▸ WORK INSTRUCTIONS
Give the records below again exactly, and exclude each picture.

▸ ENTRIES PROVIDED
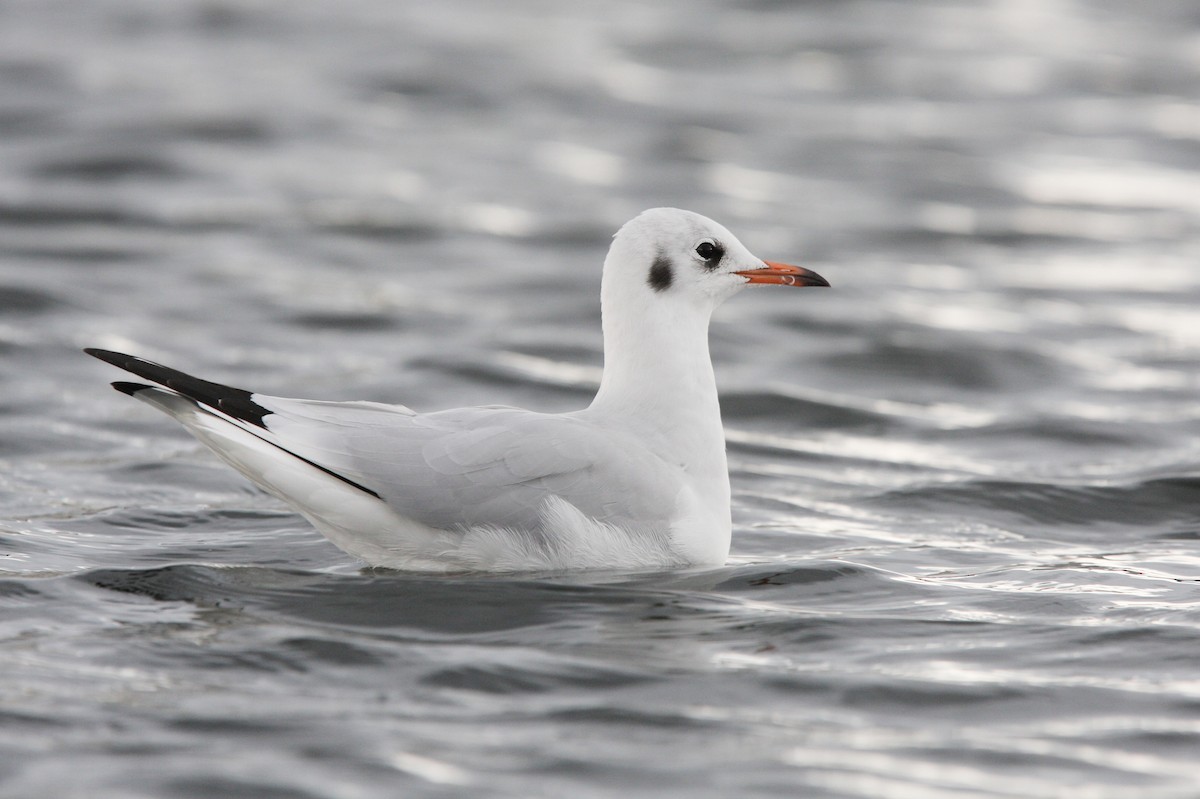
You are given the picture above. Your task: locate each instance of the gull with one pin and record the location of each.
(637, 480)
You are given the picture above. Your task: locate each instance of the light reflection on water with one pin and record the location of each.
(965, 479)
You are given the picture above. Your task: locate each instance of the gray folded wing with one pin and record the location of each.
(473, 467)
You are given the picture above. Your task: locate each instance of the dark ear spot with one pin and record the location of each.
(660, 274)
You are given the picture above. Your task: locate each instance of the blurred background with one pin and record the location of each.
(966, 490)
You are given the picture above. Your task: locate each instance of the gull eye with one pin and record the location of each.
(709, 251)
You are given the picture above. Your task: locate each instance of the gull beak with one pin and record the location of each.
(784, 275)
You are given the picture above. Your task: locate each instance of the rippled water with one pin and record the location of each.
(966, 480)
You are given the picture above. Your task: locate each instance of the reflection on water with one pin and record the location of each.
(965, 480)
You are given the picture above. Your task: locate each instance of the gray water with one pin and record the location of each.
(966, 479)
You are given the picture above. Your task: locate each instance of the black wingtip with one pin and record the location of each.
(233, 402)
(131, 388)
(107, 355)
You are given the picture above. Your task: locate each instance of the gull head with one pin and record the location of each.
(671, 257)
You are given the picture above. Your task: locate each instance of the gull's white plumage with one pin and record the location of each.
(637, 480)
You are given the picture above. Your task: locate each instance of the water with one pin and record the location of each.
(966, 480)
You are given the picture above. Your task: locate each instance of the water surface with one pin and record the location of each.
(966, 480)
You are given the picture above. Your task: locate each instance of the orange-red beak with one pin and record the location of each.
(784, 275)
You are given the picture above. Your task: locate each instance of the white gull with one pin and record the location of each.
(636, 480)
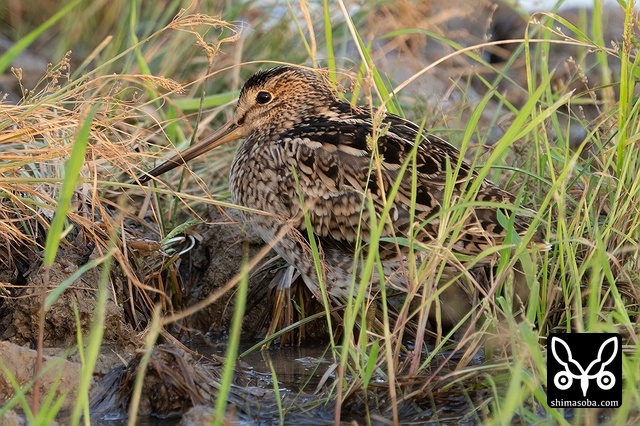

▸ EXERCISE RESULT
You are given the picture above. Your task: locate each instance of the gull with one pin and record the location of each.
(637, 480)
You are given the picture above. Your task: locate each instance of the light reflection on water with one pin and record the location of each.
(965, 479)
You are given the picture above. Your task: locate each instance of the gray folded wing with one pin and record the location of each.
(473, 467)
You are given the picture above. Your task: locate each instance of the dark ear spot with one pin and record the location of each.
(660, 274)
You are given the picture above. Your task: locate each instance of the blurred background with one pin and record the location of each.
(966, 490)
You are given the picture above. Your task: locate each instance of the gull eye with one pin and record the location of each.
(709, 251)
You are given the picture above. Your task: locate each instance of the gull beak with one pin and record the location of each.
(784, 275)
You are given the picture above. Your task: locate each instance of the rippled water with one pin and record the location of each.
(966, 480)
You are given the picture above. Your task: locate each instance of the reflection on water with one pin and record the location of each.
(965, 480)
You are given the picture above. Your task: locate each instance of the gray water with one pin and record the location of each.
(966, 479)
You are given the picture above. Your task: locate each instance of the black wingtip with one pin and record the location of each.
(233, 402)
(131, 388)
(107, 355)
You are given the picture above. Your task: locate each instance of the gull head with one pin and record the location of each.
(671, 257)
You are given the picture above. Your task: locate each instance of the gull's white plumage with one pin and record the location of each.
(637, 480)
You are given the picture above. Your task: locate each instance of the water with one pin and record the location of each.
(966, 480)
You are given the picture above. Your task: locate each instance of the water surface with one pin and record the location of each.
(966, 480)
You are given the picture above. Your task: locate each instance of the orange-red beak with one pin and record the location of each.
(784, 275)
You are given the picture above. Your task: locate each instance of the white gull with one pin and record the location of each.
(636, 480)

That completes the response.